Information shown -
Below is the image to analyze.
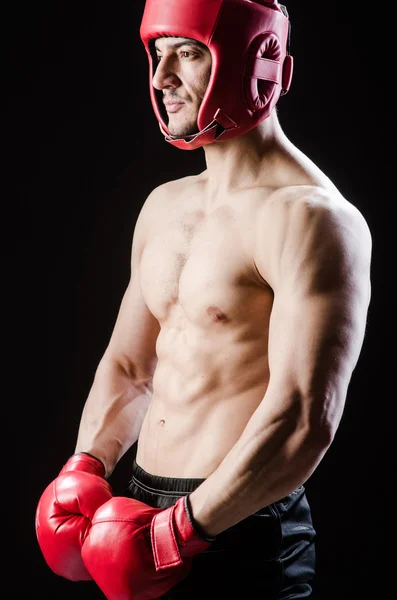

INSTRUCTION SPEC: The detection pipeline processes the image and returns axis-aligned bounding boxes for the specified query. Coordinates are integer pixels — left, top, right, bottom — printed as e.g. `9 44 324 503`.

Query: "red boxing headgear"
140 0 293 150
---
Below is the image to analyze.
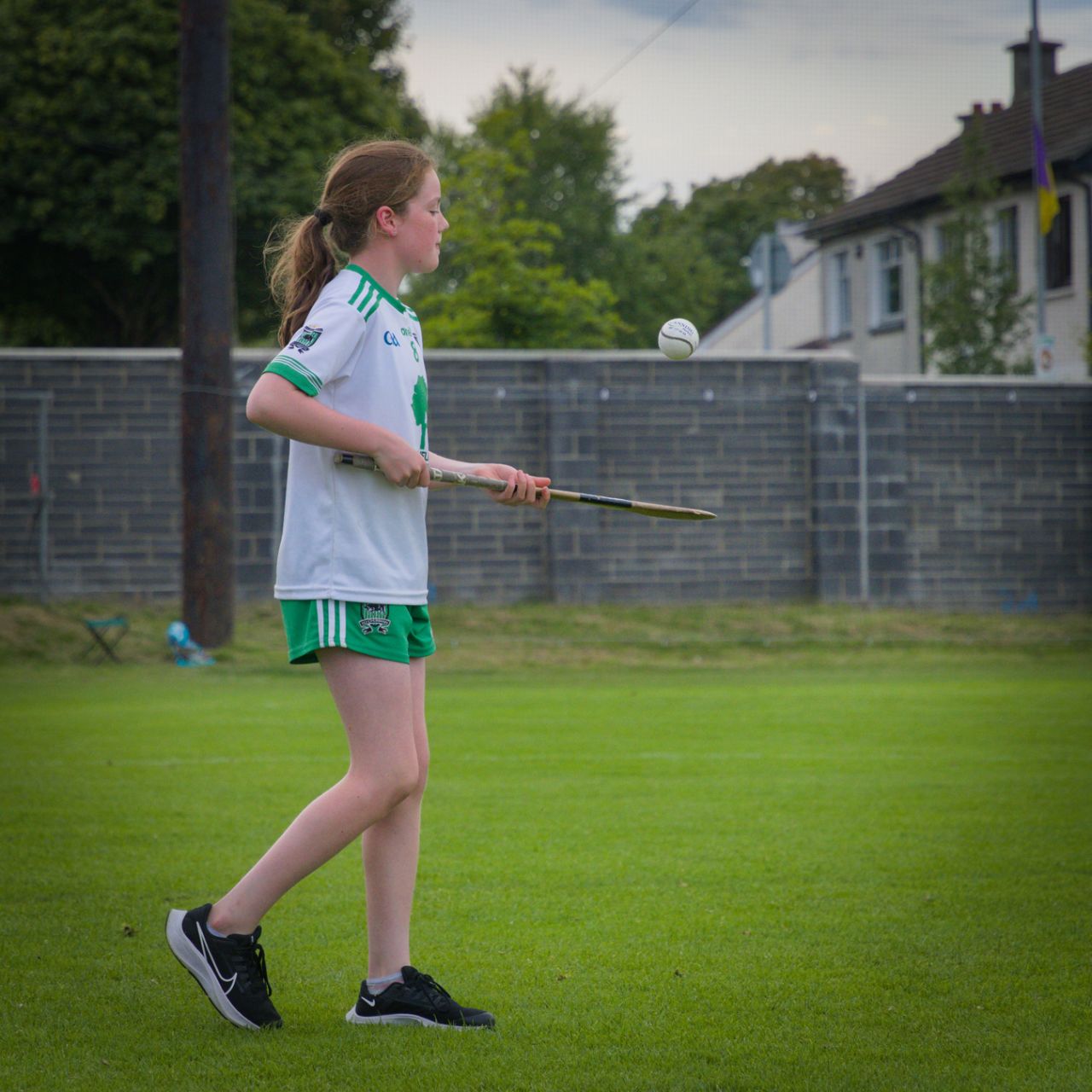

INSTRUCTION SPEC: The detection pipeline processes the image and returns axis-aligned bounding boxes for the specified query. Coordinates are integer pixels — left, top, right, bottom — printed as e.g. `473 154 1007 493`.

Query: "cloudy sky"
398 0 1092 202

The request - List each line above in which the string "integer" appears, and copy every such line in full.

Written response -
INSTRUCTION SPEC: The detection pipeline processes the image and returns axis-aligned bounding boxes for the specified query. Coordinates are integer pixels — left, top, right, bottom — printed as e.g. `9 44 324 503`.
INSTRUCTION SPEC: The detection pipeline processes the image and returns axis-aligned bounding boxes for the specified query. Coordinates are integer pixels — left, top, right, bottom — printed as e.g. `473 154 1007 493`.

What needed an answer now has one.